** THINGS TO DO **
a: From the clothing-label thread, list each item that the second post says will incur a sampling charge.
b: Reproduce a portion of the clothing-label thread verbatim, beginning at the words "# Clothing labels" and stopping after the words "(Apr 7, 2017)".
c: Continue the clothing-label thread from its final sentence.
#### EXCERPTED PASSAGE
# Clothing labels



## Pewpewindustries (Mar 31, 2017)

Does anyone know of a company or companies that can manufacture clothing labels that are not expensive? I need to order some samples and a few companies I have contacted want $75-100 to send me a sample.


----------



## FutureGenApparel (Apr 7, 2017)

Ya I Think it Depends Upon the Model. For Example We are also a Manufacturer of the Tshirts Mainly.

For Developing Fabrics , Print Screens or Embroideries , Labeling Matters , they Will Incur Some Sampling Charge.

And as a Courier Expense ( Lets Assume 1 Kg ) Depend Upon the Destinations, it Will Hardly Comes Around 30-50 $ !

Frankly Speaking we Get Call At least from 100 People a Month and 25 Convert into Sampling Process and 10-20 Convert into Orders.

Suppliers Wont Get Benefited in the Sampling Charge. This is Certainly the Expenses they are Facing.
########
#### LISTED ENTRIES
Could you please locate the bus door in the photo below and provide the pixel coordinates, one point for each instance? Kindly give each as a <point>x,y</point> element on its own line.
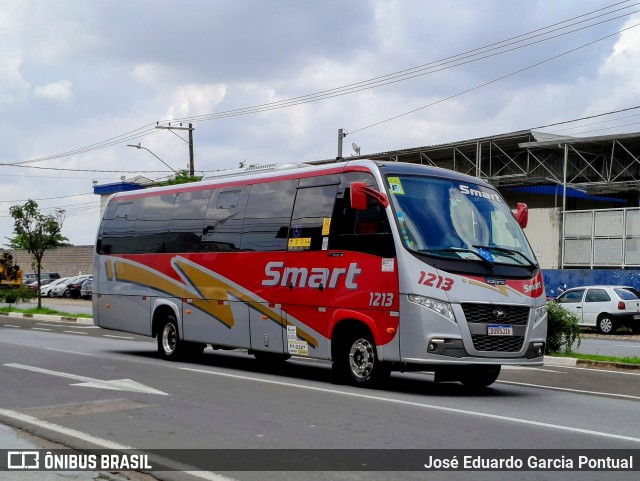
<point>211,222</point>
<point>308,268</point>
<point>264,247</point>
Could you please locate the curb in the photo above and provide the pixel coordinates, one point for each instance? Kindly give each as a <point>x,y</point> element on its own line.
<point>50,318</point>
<point>559,361</point>
<point>572,362</point>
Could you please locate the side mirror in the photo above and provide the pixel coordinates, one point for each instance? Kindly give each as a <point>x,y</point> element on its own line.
<point>522,214</point>
<point>358,196</point>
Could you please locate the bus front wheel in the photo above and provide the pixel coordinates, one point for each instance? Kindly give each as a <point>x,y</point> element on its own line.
<point>356,361</point>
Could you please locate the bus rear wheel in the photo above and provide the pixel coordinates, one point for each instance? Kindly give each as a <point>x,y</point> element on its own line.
<point>356,361</point>
<point>170,346</point>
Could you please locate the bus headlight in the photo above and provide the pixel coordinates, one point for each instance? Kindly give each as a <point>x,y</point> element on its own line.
<point>440,307</point>
<point>539,313</point>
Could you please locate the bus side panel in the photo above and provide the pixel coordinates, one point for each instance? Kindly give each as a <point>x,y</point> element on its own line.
<point>122,312</point>
<point>216,322</point>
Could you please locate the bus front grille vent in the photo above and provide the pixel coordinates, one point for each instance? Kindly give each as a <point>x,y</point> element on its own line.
<point>488,314</point>
<point>497,343</point>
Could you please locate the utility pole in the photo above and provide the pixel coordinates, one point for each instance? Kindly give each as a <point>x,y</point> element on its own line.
<point>190,129</point>
<point>341,135</point>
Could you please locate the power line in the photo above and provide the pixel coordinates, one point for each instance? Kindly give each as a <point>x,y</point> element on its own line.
<point>394,77</point>
<point>477,87</point>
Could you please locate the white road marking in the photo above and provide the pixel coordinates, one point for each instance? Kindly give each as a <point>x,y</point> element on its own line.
<point>579,391</point>
<point>420,405</point>
<point>627,373</point>
<point>66,325</point>
<point>71,352</point>
<point>116,384</point>
<point>106,444</point>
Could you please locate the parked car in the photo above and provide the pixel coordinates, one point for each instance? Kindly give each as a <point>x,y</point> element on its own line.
<point>34,285</point>
<point>62,289</point>
<point>86,289</point>
<point>32,276</point>
<point>603,307</point>
<point>45,291</point>
<point>74,287</point>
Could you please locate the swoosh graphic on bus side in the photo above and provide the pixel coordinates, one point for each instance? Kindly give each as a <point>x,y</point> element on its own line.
<point>147,277</point>
<point>218,287</point>
<point>209,298</point>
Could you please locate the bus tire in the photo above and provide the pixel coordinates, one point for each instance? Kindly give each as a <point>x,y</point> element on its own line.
<point>478,377</point>
<point>170,346</point>
<point>356,361</point>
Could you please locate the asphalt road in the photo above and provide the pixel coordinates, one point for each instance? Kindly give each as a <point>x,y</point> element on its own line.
<point>71,383</point>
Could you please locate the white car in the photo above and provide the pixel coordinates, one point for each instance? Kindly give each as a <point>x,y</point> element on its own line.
<point>45,291</point>
<point>603,307</point>
<point>62,290</point>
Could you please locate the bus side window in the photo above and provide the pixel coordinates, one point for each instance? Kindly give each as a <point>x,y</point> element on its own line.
<point>187,219</point>
<point>311,216</point>
<point>267,217</point>
<point>152,224</point>
<point>222,229</point>
<point>117,226</point>
<point>361,231</point>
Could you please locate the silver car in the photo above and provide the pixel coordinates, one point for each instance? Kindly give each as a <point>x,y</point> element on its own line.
<point>45,291</point>
<point>603,307</point>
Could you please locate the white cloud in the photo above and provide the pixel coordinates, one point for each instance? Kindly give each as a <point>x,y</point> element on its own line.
<point>58,91</point>
<point>193,100</point>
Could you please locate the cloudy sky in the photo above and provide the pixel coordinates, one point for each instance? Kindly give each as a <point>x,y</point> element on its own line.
<point>273,81</point>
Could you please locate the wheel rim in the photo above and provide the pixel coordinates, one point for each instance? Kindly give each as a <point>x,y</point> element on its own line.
<point>606,325</point>
<point>169,338</point>
<point>361,358</point>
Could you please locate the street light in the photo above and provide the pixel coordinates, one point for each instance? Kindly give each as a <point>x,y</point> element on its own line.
<point>141,147</point>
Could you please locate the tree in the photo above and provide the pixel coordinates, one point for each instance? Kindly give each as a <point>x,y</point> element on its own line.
<point>181,177</point>
<point>563,330</point>
<point>36,233</point>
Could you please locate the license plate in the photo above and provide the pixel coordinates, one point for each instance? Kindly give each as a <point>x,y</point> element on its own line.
<point>499,329</point>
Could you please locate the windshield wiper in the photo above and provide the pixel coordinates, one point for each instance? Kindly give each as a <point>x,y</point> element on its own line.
<point>457,250</point>
<point>511,252</point>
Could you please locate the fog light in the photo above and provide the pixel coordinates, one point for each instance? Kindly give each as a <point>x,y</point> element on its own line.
<point>539,348</point>
<point>434,345</point>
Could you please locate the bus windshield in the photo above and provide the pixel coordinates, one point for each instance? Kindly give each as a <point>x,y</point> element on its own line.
<point>458,220</point>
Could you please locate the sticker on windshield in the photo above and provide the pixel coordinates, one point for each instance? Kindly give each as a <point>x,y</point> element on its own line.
<point>395,186</point>
<point>485,254</point>
<point>326,225</point>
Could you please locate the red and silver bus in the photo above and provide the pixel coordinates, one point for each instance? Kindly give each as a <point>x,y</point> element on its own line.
<point>375,266</point>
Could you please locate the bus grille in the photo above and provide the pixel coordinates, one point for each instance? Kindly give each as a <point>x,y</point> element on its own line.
<point>484,314</point>
<point>497,343</point>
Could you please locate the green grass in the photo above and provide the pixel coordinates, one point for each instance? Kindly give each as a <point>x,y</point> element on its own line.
<point>597,357</point>
<point>44,310</point>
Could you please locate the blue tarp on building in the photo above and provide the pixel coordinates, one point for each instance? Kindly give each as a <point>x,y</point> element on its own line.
<point>588,277</point>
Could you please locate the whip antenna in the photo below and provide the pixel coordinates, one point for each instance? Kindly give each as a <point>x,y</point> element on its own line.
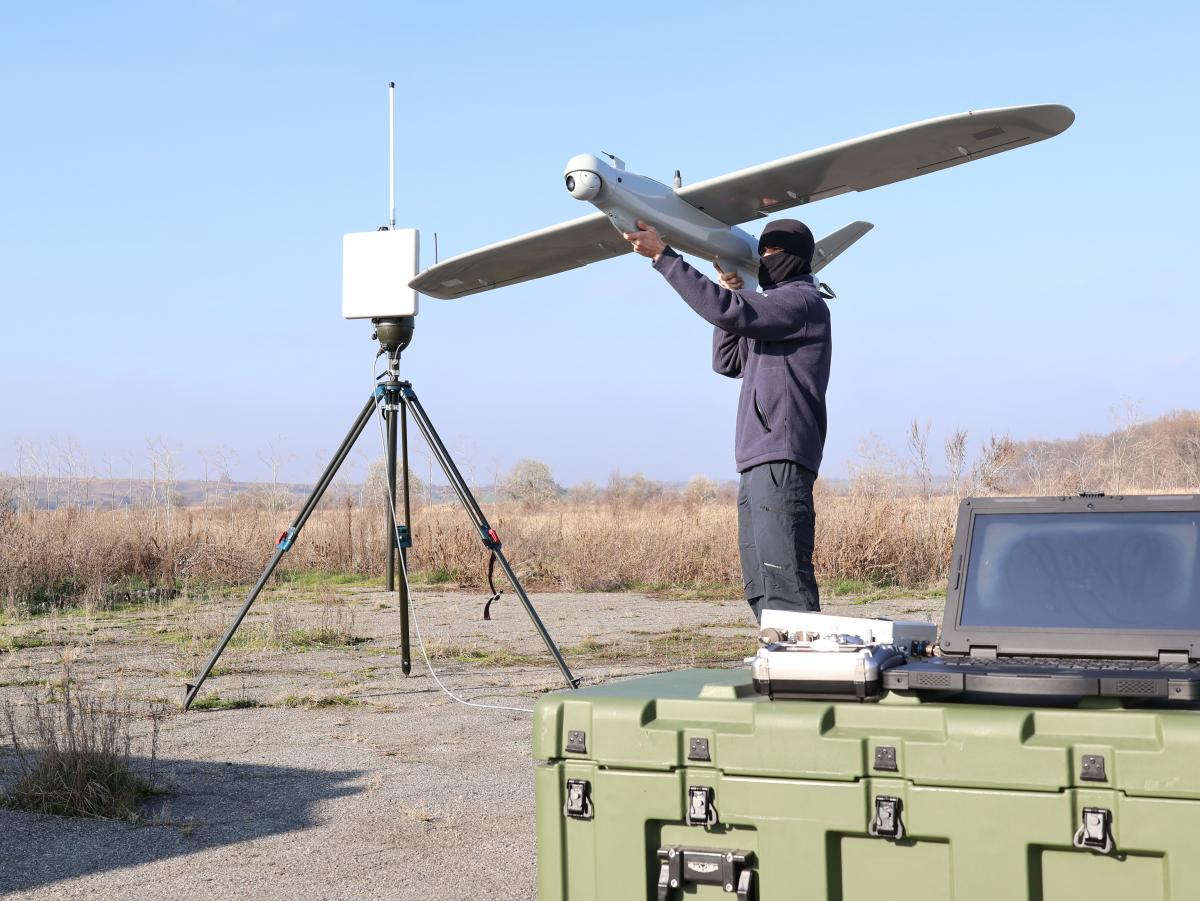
<point>391,155</point>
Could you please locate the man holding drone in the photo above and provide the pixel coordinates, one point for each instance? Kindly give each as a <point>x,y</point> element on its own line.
<point>779,344</point>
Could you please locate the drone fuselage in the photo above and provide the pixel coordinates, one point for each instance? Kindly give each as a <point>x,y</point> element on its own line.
<point>625,197</point>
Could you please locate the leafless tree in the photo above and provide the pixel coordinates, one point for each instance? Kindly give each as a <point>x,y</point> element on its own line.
<point>918,452</point>
<point>529,480</point>
<point>275,460</point>
<point>955,461</point>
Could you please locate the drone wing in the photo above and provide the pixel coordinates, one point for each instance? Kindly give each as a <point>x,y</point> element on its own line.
<point>875,160</point>
<point>547,251</point>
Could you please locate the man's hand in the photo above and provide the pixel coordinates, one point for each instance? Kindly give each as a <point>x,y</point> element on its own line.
<point>730,280</point>
<point>646,240</point>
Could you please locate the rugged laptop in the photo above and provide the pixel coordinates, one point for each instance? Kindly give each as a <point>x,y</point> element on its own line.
<point>1069,596</point>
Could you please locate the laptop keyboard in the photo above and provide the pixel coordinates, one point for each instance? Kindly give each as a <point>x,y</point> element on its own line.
<point>1074,664</point>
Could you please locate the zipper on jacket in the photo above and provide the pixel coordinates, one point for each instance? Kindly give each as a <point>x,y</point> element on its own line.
<point>759,412</point>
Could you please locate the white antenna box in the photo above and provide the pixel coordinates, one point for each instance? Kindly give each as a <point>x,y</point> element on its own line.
<point>377,268</point>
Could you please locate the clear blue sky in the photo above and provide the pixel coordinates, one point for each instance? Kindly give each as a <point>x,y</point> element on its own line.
<point>175,179</point>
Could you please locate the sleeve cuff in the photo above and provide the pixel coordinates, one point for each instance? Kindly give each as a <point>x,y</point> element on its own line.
<point>665,259</point>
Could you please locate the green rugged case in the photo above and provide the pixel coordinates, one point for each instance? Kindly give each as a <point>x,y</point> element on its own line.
<point>990,797</point>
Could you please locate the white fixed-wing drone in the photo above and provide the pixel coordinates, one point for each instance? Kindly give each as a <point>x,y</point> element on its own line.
<point>703,218</point>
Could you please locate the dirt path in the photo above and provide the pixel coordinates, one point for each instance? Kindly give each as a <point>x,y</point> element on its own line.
<point>348,780</point>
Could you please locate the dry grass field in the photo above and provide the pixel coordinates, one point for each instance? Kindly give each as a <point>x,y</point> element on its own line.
<point>309,738</point>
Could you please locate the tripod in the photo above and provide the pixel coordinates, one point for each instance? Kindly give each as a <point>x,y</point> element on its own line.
<point>396,401</point>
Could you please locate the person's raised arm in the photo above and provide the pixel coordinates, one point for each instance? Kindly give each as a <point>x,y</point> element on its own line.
<point>745,313</point>
<point>729,353</point>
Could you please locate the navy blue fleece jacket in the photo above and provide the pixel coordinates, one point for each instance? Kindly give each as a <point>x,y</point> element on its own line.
<point>780,346</point>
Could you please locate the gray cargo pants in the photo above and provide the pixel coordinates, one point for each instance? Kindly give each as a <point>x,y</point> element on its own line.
<point>775,532</point>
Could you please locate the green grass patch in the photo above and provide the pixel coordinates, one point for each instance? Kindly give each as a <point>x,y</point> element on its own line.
<point>495,658</point>
<point>322,578</point>
<point>22,642</point>
<point>215,702</point>
<point>439,576</point>
<point>315,703</point>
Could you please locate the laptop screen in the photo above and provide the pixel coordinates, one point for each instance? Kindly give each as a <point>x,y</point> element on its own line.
<point>1095,570</point>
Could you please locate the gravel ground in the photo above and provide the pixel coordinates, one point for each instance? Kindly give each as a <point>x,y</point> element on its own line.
<point>401,794</point>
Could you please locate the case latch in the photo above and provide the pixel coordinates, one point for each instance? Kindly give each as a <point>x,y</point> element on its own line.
<point>1096,833</point>
<point>886,758</point>
<point>701,810</point>
<point>732,870</point>
<point>887,823</point>
<point>1091,769</point>
<point>579,799</point>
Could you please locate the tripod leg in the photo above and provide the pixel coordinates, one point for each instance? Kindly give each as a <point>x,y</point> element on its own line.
<point>286,540</point>
<point>391,504</point>
<point>406,652</point>
<point>491,540</point>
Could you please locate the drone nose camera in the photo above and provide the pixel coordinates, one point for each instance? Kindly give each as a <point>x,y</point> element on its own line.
<point>583,185</point>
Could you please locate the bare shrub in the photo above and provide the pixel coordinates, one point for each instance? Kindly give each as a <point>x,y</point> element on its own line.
<point>531,481</point>
<point>76,754</point>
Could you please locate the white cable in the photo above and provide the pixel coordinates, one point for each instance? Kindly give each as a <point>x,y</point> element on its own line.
<point>408,587</point>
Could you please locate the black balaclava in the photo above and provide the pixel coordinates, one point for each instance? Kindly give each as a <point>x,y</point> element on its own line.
<point>795,258</point>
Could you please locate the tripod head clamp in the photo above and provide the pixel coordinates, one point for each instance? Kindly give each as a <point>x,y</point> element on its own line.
<point>394,335</point>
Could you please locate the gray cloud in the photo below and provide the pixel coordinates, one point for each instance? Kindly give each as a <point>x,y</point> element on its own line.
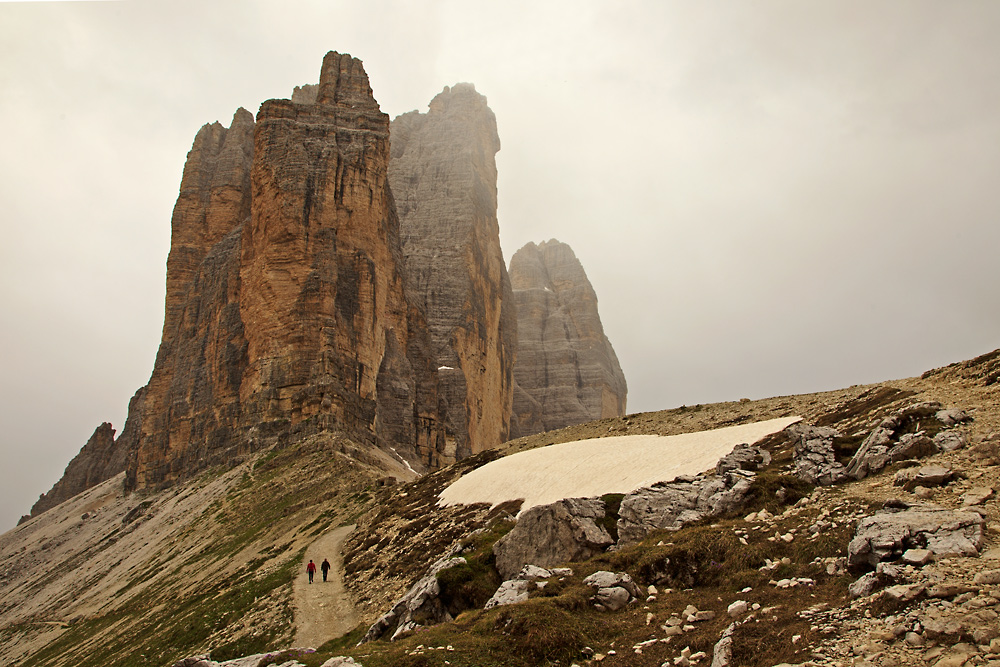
<point>769,198</point>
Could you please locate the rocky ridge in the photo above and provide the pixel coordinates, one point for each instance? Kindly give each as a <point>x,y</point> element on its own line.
<point>566,371</point>
<point>443,176</point>
<point>772,584</point>
<point>319,282</point>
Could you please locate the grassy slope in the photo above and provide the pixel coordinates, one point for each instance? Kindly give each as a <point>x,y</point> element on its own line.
<point>250,541</point>
<point>228,590</point>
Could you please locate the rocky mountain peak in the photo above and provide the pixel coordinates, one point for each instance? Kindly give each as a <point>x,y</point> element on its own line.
<point>566,371</point>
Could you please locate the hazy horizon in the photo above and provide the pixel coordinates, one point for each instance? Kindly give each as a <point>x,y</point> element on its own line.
<point>769,199</point>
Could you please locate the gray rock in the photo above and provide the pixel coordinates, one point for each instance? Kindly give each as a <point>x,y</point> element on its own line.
<point>743,457</point>
<point>529,572</point>
<point>566,370</point>
<point>918,557</point>
<point>671,505</point>
<point>606,579</point>
<point>888,442</point>
<point>887,534</point>
<point>613,598</point>
<point>863,586</point>
<point>949,441</point>
<point>510,592</point>
<point>340,661</point>
<point>443,178</point>
<point>815,455</point>
<point>722,654</point>
<point>926,476</point>
<point>547,535</point>
<point>952,417</point>
<point>420,602</point>
<point>988,577</point>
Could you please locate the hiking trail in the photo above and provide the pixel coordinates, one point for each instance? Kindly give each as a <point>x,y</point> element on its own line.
<point>323,610</point>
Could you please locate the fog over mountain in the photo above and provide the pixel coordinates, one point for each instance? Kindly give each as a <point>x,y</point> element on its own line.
<point>768,199</point>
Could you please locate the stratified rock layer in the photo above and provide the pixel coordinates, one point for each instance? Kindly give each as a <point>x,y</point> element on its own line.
<point>333,337</point>
<point>443,177</point>
<point>566,371</point>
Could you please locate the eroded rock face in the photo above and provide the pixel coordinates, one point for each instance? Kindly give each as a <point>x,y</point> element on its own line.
<point>421,605</point>
<point>547,535</point>
<point>888,534</point>
<point>672,505</point>
<point>191,404</point>
<point>100,459</point>
<point>566,371</point>
<point>286,304</point>
<point>443,176</point>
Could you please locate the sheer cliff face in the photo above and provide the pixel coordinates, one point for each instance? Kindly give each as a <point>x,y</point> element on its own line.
<point>191,405</point>
<point>443,176</point>
<point>286,311</point>
<point>97,461</point>
<point>566,371</point>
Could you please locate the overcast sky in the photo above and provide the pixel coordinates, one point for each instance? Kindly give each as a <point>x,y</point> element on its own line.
<point>768,197</point>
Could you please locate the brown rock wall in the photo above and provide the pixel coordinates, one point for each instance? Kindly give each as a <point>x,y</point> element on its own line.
<point>566,371</point>
<point>443,176</point>
<point>99,460</point>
########
** ANSWERS BELOW **
a:
- Developing fabrics
- Print screens
- Embroideries
- Labeling matters

b:
# Clothing labels



## Pewpewindustries (Mar 31, 2017)

Does anyone know of a company or companies that can manufacture clothing labels that are not expensive? I need to order some samples and a few companies I have contacted want $75-100 to send me a sample.


----------



## FutureGenApparel (Apr 7, 2017)

c:
Hope its Clear.


----------



## Pewpewindustries (Mar 31, 2017)

Thank you for the info. Much appreciated


----------



## AKS1961 (Aug 5, 2013)

Asking you to send $75-$100 for sending you a few labels seems a bit too much.
If you ask a domestic company, they should send a few samples by first class mail
free. I mail trim, label samples to customers I can't meet all the time.
Most label companies have minimums and some do have very low minimums and
shouldn't cost too much. 

Good Luck.
Aravind.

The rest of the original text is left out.